Instruction 1: In the Rails thread below, rewrite the paragraph beginning "I struggled quite a bit" as a short bulleted list that keeps its main facts.

Passage given:
** Start **

简体   繁体   中英

How do I build a query in Ruby on Rails that joins on the max of a has_many relation only and includes a select filter on that relation?

I'm struggling how to have Ruby on Rails do this query right... in short: to join on a has_many relation but only via the most recent record in that relation and then can apply a filter/select on that relation.

Here's a super simple variant that captures my struggle:


Let's say I have a table of Employees and a table of Employments . An employee has_many employments . An employment has a status of :active or :inactive .

class Employee < ActiveRecord::Base
  has_many :employments
end

class Employment < ActiveRecord::Base
  belongs_to :employee
end

To keep it simple, let's say there is one employee : Dan and he has two employments : an old one (by created_at ) that is :inactive and a new one that is :active .

dan = Employee.create(name: 'Dan')
Employment.create(employee: dan, created_at: 2.years.ago, status: :inactive)
Employment.create(employee: dan, created_at: 3.months.ago, status: :active)

So in effect, you could say: "Dan has worked twice and is currently actively employed."

What I want is the Rails query for saying: "find me the employees who are inactive". And that should return an empty set because Dan's latest employment is :active . So I can't just do: Employee.joins(:employments).where(employments: { status: :inactive }) because it would match the old employment and thus return the Dan employee record.

I need a way to say: "find the employees who are inactive based on the most recent employment record only".

But I don't know how to do that in Rails.

I feel like I'm missing something... that it should be quite simple... but I can't figure it out.

Thanks!

I struggled quite a bit with the exact same issue in an application with a huge amount of rows and after trying various novel solutions like lateral joins and subqueries the best performing and by far simplest solution was just to add a foreign key to the table that points to the latest row and use an association callback (or a db trigger ) to set the foreign key.

class AddLatestEmploymentToEmployees < ActiveRecord::Migration[6.0]
  def change
    add_reference :employees, :latest_employment, foreign_key: { to_table: :employments }
  end
end

class Employee < ActiveRecord::Base
  has_many :employments, after_add: :set_latest_employment
  belongs_to :latest_employment, 
    class_name: 'Employment',
    optional: true

  private
  def set_latest_employment(employment)
    update_column(:latest_employment_id, employment.id)
  end 
end

Employee.joins(:latest_employment)
        .where(employments: { status: :active })

It really shines if the amount of associated records is huge like it was in my case as you can eager load the latest record without the memory issues which occur if you load the entire has_many association.

One alternative is to use a LATERAL JOIN which is a Postgres 9.3+ specific feature which can be described as something like a SQL foreach loop.

** End **

Records to process:
** Start **

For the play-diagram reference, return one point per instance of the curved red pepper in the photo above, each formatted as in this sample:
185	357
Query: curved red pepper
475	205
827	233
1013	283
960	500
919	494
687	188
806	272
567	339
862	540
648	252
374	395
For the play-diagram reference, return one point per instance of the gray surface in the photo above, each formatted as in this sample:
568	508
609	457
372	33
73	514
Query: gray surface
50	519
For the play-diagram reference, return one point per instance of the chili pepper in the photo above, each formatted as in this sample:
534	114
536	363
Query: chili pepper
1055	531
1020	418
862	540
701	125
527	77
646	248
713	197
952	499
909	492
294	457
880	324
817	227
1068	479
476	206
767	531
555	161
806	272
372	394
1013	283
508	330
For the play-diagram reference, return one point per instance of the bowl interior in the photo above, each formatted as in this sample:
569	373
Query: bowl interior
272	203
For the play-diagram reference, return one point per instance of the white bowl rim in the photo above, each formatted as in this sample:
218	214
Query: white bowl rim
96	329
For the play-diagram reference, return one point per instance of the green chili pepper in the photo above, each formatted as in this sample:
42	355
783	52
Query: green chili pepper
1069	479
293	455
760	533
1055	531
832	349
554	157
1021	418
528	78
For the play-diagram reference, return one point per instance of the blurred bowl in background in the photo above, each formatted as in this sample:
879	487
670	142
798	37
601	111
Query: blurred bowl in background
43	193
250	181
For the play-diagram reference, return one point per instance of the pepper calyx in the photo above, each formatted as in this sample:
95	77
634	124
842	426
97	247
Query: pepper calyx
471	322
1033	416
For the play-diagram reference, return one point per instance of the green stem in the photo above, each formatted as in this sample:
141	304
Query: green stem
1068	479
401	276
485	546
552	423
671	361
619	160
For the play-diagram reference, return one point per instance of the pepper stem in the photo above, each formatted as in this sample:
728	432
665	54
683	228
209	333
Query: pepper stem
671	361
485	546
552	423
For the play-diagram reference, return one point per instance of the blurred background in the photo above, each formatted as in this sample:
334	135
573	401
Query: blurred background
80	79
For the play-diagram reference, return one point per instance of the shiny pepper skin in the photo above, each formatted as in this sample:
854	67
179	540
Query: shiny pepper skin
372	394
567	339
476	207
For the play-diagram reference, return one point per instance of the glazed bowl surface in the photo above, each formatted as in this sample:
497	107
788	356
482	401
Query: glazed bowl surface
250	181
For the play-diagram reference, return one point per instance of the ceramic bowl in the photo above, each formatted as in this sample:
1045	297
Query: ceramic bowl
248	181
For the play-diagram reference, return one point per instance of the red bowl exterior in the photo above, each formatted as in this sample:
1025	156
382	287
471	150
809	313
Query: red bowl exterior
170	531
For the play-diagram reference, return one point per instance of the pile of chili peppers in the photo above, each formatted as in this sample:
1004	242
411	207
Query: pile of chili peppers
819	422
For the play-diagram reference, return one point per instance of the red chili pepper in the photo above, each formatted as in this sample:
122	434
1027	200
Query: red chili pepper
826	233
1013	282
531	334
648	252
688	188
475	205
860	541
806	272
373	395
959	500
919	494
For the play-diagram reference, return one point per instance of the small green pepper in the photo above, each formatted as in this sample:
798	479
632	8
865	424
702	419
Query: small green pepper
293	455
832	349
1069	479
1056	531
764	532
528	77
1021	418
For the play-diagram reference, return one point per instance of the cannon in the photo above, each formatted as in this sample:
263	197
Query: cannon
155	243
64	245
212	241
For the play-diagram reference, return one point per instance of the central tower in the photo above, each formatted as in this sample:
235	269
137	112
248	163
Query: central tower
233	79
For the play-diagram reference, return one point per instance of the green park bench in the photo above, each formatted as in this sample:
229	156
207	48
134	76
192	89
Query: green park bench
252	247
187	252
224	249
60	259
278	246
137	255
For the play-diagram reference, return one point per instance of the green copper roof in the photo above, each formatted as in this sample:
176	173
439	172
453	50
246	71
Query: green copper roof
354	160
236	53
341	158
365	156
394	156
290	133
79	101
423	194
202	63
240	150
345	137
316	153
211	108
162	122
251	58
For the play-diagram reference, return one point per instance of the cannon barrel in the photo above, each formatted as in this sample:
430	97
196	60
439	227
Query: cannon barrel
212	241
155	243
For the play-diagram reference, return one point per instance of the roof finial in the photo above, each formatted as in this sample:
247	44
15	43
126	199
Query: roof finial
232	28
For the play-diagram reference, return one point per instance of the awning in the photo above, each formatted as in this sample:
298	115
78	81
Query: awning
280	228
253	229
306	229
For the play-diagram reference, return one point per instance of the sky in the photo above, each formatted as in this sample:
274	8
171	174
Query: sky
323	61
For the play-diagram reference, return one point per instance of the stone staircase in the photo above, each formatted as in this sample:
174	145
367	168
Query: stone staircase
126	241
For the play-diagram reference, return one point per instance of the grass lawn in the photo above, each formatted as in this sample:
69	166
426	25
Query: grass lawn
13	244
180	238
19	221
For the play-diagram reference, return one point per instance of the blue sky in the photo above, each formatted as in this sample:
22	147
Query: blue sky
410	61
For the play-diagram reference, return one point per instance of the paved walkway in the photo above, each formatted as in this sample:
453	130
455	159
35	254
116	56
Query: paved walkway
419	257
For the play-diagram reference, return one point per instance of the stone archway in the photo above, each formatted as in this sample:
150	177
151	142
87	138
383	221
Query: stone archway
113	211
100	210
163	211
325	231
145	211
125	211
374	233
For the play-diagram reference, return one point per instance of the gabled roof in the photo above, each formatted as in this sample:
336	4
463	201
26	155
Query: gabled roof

** End **

Instruction 2: Show each line of the rows above that contains the string "peppers", and treat case as significant.

Exercise result 1:
- Had the exact same issue in an application with a huge amount of rows.
- Tried novel solutions such as lateral joins and subqueries.
- The best-performing and by far simplest solution was adding a foreign key to the table that points to the latest row.
- That foreign key is set with an association callback or a db trigger.

Exercise result 2:
For the play-diagram reference, return one point per instance of the pile of chili peppers in the photo above, each formatted as in this sample:
Query: pile of chili peppers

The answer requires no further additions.